Given passage
[openpgp] Proposing a Simplification of Message Syntax

[Paul Schaub <vanitasvitae@fsfe.org>]

Hey List!

I hope this mail can distract a bit from the current drama ;)

Recently I attempted to create a parser for OpenPGP messages which 
*only* accepts messages that are valid according to the syntax of 
OpenPGP messages.
(See https://www.rfc-editor.org/rfc/rfc4880#section-11.3 for the 
syntax). This syntax is very *very* flexible, probably too flexible.

The interop test suite shows how different implementations do or do not 
reject malformed messages:
https://tests.sequoia-pgp.org/#Malformed_messages
This triggered my efforts of creating a new parser.

While I have come up with a solution that validates the syntax for every 
possible valid message, I think it is worthwhile trying to simplify the 
syntax to make implementing parsers easier.
In case you are interested, I wrote a blog post about my findings:
https://blog.jabberhead.tk/2022/09/14/using-pushdown-automata-to-verify-packet-sequences/

One stumbling block I came across while implementing is, that it is not 
totally clear, what data is even hashed into a signature:

When creating a signed message over the plaintext "Foo" using a 
One-Pass-Signature, I understand that depending on the signature type, 
"Foo"s line endings are converted and the result is hashed. Note, that 
the Literal Data Packet itself is not hashed, so neither the filename, 
nor the modification date are protected. This makes sense to some degree 
and I understand this decision.

So when verifying the message 'OPS LIT("Foo") SIG', only "Foo" is used 
to calculate the hash. But are signatures always created over the 
plaintext, regardless of the position of the signature in the message?

When creating a signed message while using compression, most 
implementations generate a message like this: 'COMP(OPS LIT("Foo") SIG)'.

Dataset rows
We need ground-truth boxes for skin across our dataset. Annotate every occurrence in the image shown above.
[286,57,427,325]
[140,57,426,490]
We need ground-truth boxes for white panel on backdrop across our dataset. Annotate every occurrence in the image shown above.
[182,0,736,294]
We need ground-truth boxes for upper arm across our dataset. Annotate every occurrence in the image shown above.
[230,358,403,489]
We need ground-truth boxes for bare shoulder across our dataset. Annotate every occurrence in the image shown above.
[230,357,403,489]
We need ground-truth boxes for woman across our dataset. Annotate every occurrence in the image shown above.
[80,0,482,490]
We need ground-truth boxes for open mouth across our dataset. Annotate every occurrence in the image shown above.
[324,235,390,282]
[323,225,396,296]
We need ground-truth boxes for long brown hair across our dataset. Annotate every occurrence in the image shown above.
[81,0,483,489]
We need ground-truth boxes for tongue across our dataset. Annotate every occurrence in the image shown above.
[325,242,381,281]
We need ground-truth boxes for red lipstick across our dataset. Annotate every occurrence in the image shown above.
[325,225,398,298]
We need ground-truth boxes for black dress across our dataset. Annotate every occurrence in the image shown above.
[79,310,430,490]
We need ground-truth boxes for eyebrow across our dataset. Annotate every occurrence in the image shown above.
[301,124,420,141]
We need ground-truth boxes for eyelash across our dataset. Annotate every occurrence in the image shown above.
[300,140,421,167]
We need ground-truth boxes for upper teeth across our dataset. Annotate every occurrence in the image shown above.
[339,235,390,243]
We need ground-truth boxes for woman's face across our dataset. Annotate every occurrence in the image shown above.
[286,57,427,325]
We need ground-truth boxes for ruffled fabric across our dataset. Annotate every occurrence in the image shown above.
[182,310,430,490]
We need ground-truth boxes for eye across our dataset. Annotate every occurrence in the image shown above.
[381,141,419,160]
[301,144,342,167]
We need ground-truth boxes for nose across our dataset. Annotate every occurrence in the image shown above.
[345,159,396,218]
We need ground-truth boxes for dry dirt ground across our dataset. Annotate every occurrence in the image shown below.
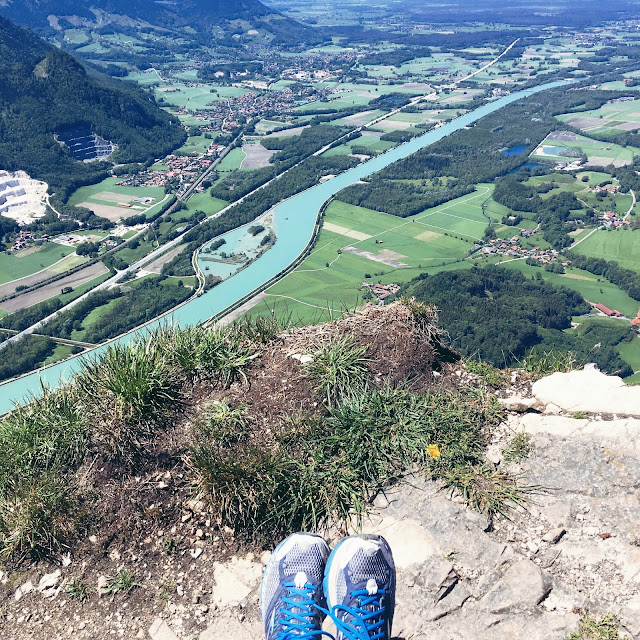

What this exercise asks
A. Quote the post on OpenPGP message syntax from "[Paul Schaub <vanitasvitae@fsfe.org>]" to "OpenPGP messages.".
B. In the post on OpenPGP message syntax, which two details are left unprotected because the Literal Data Packet itself is not hashed?

Solutions below
A.
[Paul Schaub <vanitasvitae@fsfe.org>]

Hey List!

I hope this mail can distract a bit from the current drama ;)

Recently I attempted to create a parser for OpenPGP messages which 
*only* accepts messages that are valid according to the syntax of 
OpenPGP messages.

B. The filename and the modification date.